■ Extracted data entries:
* begin *

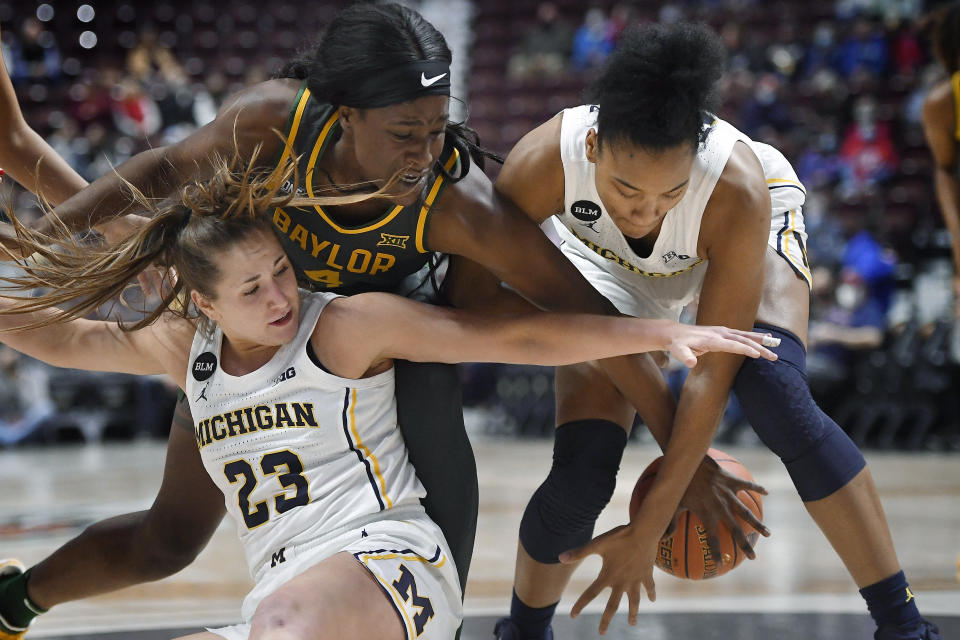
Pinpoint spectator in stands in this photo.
[607,2,637,45]
[10,17,61,83]
[837,18,890,78]
[923,1,960,318]
[840,95,898,197]
[0,345,54,446]
[572,7,613,71]
[740,73,794,140]
[800,22,838,78]
[0,23,87,204]
[507,2,573,80]
[797,121,841,191]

* end *

■ Set problem: Return every line of the material above that contains the string "Pinpoint", matching case exactly.

■ Reply:
Pinpoint spectator in stands in this photo.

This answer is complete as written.